Text block:

Also in Clydebank is another site which Mann is intrinsically connected to – the Cochno Stone (for background, see a previous post on this blog).

Ludovic Mann on the Cochno Stone in 1937 (c) RCAHMS image number SC01062363
Ludovic Mann on the Cochno Stone in 1937 (c) RCAHMS image number SC01062363

Mann’s intervention here was not typical – it wasn’t an excavation. Rather, he took an interest in the esoteric patterns he saw on this rock – spirals, weird symbols, crosses, and stars. In order for visitors to better appreciate the stone in 1937 Mann painted the symbols with a white organic mixture (and perhaps other colours too). Overlain on the prehistoric markings was a measured and complex grid system of his own devising which helped him interpret the code. Mann was by now obsessed with the mathematical and astronomical properties of such symbols and it is almost certain many of the shapes he painted on the stone were fantasies of his own construction. He began to find what he wanted to find.

Instructions for the task: Copy the passage on Ludovic Mann and the Cochno Stone in full, word for word.

Extracted material:
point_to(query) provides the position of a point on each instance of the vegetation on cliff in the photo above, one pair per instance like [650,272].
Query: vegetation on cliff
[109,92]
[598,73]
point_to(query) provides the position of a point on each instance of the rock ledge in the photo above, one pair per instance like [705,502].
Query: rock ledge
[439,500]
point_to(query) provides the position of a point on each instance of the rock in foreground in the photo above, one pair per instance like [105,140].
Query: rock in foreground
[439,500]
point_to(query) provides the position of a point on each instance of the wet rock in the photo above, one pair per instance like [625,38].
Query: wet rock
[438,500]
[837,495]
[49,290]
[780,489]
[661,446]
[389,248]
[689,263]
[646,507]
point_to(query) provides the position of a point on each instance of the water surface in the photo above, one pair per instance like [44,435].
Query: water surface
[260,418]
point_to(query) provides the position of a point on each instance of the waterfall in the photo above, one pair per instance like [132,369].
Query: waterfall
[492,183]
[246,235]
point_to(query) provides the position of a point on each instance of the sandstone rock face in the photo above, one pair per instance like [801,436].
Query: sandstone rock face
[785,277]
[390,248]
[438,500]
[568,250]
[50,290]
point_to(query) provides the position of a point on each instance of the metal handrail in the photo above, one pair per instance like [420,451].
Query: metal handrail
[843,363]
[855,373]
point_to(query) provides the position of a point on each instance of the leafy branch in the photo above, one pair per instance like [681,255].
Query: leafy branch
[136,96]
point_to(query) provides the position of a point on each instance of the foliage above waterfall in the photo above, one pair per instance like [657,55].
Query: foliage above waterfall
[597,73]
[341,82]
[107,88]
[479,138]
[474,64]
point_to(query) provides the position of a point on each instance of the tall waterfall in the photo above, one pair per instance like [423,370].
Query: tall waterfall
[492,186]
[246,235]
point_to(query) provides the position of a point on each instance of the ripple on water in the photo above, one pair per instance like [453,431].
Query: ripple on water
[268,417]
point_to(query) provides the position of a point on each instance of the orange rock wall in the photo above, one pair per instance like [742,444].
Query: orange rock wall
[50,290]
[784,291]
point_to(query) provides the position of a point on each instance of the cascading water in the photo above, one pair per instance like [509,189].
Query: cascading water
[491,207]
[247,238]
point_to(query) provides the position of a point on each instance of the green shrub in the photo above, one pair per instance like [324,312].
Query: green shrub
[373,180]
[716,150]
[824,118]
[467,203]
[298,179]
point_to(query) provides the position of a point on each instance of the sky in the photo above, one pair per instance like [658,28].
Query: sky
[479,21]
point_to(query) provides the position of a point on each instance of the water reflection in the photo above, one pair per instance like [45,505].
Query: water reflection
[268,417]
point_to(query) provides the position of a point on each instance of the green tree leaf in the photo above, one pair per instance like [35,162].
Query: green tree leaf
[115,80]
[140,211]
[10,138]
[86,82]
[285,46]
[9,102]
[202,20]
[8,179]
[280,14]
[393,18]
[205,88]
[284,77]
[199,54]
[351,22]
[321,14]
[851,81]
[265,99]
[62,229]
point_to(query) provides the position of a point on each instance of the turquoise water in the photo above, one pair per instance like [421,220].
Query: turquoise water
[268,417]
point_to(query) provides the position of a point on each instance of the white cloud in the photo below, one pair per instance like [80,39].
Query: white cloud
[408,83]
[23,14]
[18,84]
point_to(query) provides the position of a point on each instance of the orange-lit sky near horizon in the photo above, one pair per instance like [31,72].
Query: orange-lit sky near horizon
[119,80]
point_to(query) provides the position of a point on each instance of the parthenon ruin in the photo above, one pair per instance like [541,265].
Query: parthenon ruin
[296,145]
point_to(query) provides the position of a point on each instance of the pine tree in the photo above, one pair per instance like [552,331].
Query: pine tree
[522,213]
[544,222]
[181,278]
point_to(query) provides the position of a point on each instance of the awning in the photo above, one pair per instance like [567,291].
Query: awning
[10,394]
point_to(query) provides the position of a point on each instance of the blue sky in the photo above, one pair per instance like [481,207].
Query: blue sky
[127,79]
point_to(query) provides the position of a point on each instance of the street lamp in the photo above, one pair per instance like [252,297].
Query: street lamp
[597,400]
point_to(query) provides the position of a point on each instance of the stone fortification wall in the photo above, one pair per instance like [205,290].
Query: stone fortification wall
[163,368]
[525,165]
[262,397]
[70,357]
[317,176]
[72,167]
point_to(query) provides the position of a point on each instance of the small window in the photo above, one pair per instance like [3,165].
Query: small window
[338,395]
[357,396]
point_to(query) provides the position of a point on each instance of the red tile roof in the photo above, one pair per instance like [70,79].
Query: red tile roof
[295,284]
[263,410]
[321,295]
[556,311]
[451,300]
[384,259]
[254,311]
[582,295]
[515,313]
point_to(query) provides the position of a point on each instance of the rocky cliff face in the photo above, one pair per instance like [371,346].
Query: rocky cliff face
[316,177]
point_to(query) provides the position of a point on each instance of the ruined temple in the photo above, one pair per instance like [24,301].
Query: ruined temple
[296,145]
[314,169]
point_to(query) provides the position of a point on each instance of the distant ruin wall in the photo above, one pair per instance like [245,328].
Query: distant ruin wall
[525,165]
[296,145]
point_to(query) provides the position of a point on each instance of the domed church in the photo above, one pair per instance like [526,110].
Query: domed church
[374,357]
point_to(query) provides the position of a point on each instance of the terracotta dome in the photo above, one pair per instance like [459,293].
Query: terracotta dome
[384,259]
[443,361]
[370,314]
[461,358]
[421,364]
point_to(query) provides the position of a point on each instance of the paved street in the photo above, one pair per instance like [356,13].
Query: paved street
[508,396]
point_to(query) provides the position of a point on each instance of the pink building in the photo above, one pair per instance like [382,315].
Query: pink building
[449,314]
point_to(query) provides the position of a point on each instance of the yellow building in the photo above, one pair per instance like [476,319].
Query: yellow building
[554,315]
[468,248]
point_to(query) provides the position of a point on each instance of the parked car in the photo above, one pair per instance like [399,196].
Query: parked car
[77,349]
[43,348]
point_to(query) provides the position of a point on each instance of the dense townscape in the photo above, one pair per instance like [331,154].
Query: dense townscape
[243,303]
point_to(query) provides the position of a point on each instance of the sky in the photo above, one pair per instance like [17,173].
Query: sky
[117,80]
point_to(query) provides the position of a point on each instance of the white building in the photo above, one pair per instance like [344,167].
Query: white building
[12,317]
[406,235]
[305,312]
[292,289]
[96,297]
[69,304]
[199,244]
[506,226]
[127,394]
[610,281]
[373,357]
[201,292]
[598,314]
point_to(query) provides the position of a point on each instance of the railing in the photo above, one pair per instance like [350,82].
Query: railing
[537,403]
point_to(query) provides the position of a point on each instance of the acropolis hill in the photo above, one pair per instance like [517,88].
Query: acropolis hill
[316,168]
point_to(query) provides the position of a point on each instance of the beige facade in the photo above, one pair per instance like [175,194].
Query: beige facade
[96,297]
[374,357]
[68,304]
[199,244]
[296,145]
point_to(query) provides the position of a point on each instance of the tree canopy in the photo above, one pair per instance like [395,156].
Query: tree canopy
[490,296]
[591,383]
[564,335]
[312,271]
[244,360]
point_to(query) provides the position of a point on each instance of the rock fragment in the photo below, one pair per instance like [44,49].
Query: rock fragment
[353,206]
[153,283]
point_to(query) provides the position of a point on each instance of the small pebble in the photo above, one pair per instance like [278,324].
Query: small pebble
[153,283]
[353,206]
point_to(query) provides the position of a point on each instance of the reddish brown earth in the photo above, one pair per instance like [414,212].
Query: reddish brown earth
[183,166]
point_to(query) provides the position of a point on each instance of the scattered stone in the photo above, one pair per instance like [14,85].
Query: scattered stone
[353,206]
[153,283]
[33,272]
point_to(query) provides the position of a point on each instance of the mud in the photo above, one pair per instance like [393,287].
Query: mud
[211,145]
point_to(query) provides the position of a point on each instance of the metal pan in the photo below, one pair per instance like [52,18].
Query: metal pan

Answer to this exercise:
Also in Clydebank is another site which Mann is intrinsically connected to – the Cochno Stone (for background, see a previous post on this blog).

Ludovic Mann on the Cochno Stone in 1937 (c) RCAHMS image number SC01062363
Ludovic Mann on the Cochno Stone in 1937 (c) RCAHMS image number SC01062363

Mann’s intervention here was not typical – it wasn’t an excavation. Rather, he took an interest in the esoteric patterns he saw on this rock – spirals, weird symbols, crosses, and stars. In order for visitors to better appreciate the stone in 1937 Mann painted the symbols with a white organic mixture (and perhaps other colours too). Overlain on the prehistoric markings was a measured and complex grid system of his own devising which helped him interpret the code. Mann was by now obsessed with the mathematical and astronomical properties of such symbols and it is almost certain many of the shapes he painted on the stone were fantasies of his own construction. He began to find what he wanted to find.